§ **WHAT YOU SHOULD DO**
From the listing below, set down exactly the lines between the one holding "Target: rocky mountain slope" and the one holding "<point>134,165</point>", inclusive. No other line is wanted.

§ **GIVEN INFORMATION**
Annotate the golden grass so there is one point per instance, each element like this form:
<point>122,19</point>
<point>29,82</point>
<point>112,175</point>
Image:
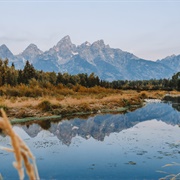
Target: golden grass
<point>77,102</point>
<point>21,152</point>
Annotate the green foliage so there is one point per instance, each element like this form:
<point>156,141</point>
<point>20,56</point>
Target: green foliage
<point>33,83</point>
<point>45,105</point>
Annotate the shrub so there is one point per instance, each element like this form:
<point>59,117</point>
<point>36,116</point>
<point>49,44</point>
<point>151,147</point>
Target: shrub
<point>45,105</point>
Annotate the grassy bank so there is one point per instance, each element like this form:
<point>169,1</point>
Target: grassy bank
<point>76,103</point>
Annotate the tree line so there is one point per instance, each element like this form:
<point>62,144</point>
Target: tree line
<point>9,75</point>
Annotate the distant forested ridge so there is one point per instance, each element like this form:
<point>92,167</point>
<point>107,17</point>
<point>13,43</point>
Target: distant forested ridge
<point>29,76</point>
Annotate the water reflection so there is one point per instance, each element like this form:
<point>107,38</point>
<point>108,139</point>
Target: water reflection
<point>134,145</point>
<point>101,126</point>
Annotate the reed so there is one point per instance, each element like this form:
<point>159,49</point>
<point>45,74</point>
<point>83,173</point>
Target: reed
<point>21,151</point>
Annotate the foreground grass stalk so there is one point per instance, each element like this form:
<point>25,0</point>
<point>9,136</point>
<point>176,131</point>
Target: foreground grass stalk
<point>21,152</point>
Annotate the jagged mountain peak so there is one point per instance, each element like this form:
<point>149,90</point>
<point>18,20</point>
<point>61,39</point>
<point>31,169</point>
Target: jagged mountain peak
<point>5,52</point>
<point>85,44</point>
<point>99,43</point>
<point>31,50</point>
<point>64,41</point>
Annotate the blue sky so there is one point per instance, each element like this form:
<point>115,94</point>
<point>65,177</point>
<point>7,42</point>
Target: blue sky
<point>148,29</point>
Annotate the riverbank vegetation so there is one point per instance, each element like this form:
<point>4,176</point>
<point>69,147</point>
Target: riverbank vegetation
<point>33,93</point>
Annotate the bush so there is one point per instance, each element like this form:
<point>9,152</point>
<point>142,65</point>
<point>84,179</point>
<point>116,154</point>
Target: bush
<point>45,105</point>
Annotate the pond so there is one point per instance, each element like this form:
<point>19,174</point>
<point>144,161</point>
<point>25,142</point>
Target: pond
<point>135,145</point>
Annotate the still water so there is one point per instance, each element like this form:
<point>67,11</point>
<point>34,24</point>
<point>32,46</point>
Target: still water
<point>135,145</point>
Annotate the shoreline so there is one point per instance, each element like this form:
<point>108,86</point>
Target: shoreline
<point>22,109</point>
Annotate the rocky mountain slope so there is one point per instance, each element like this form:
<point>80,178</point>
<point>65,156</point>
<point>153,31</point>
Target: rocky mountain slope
<point>106,62</point>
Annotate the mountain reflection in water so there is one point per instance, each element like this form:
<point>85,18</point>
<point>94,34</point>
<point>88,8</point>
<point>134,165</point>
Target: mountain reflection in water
<point>101,126</point>
<point>134,145</point>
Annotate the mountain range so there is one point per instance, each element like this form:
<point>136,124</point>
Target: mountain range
<point>106,62</point>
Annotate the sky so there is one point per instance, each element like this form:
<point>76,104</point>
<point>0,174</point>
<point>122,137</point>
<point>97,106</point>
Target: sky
<point>148,29</point>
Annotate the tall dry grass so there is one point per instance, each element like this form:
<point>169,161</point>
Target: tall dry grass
<point>21,151</point>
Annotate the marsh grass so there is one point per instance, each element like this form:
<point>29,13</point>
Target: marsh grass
<point>22,153</point>
<point>170,176</point>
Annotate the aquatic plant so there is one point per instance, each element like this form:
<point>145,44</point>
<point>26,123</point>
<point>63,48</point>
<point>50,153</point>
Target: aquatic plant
<point>21,151</point>
<point>170,176</point>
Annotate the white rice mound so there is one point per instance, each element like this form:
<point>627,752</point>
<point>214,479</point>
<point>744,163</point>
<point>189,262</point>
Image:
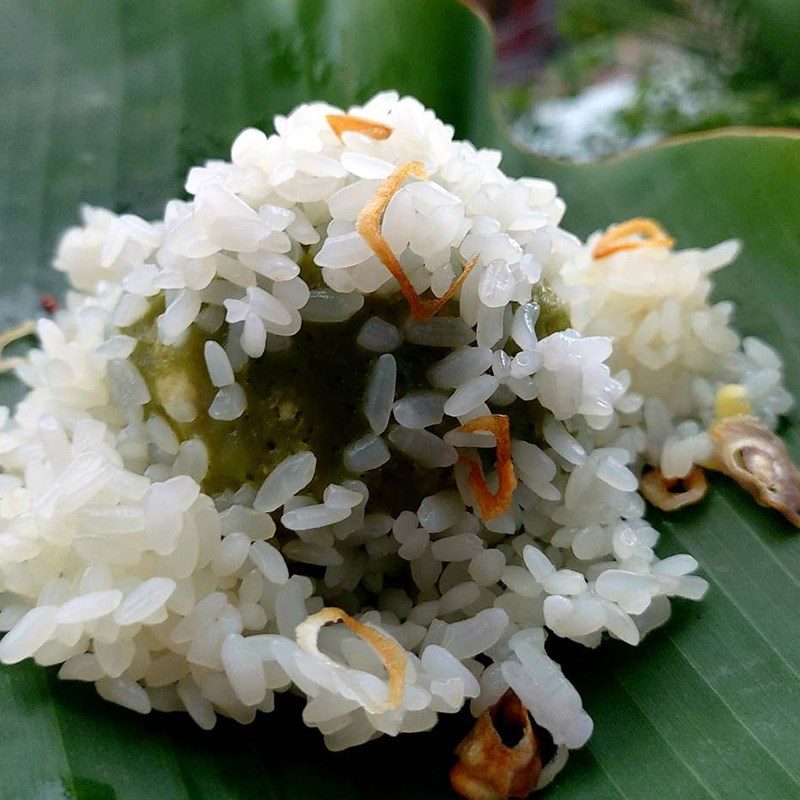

§ **COMPLETED EXERCISE**
Target: rocky mountain slope
<point>106,62</point>
Annotate the mountain reflection in water so there is one point per instance, each element like this form:
<point>85,18</point>
<point>94,34</point>
<point>88,8</point>
<point>134,165</point>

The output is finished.